*TASK REQUIREMENTS:* Return every line of the material that contains the word "glove", matching case exactly.

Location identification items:
==*==
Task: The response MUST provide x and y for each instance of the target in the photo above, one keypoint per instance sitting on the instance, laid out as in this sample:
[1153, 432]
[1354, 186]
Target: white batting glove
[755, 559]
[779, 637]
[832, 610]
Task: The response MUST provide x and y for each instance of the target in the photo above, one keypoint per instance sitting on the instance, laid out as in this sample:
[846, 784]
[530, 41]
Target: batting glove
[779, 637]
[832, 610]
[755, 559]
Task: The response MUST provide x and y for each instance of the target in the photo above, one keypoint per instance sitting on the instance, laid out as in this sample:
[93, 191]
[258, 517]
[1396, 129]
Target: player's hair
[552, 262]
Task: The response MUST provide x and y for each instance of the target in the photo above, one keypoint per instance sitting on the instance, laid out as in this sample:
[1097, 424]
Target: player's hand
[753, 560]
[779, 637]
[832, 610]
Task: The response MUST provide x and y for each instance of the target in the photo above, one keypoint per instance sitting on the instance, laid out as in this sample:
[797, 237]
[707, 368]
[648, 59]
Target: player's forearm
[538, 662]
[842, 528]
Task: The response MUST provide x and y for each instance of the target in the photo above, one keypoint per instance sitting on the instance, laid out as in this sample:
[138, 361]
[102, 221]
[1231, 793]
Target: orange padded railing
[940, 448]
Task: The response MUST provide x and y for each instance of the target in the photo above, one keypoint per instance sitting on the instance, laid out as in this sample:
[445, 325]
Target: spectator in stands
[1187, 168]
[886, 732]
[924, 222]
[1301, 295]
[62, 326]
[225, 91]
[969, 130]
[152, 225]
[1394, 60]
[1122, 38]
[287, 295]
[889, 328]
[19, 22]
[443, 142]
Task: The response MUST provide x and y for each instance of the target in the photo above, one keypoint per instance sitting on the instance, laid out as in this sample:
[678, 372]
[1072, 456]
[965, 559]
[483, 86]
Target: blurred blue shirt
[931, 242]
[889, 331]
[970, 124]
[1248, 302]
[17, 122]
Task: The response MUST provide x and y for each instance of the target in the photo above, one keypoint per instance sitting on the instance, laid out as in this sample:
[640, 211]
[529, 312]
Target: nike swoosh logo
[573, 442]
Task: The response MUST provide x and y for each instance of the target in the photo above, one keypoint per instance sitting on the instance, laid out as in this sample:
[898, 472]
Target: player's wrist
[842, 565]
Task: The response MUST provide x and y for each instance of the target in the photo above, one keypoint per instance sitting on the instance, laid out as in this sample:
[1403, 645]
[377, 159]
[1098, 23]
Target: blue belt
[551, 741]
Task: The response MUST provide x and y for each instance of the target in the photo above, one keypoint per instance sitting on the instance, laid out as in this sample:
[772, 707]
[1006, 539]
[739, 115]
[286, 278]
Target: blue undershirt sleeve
==*==
*RESPONSE TO THE EXERCISE:*
Target: white batting glove
Target: batting glove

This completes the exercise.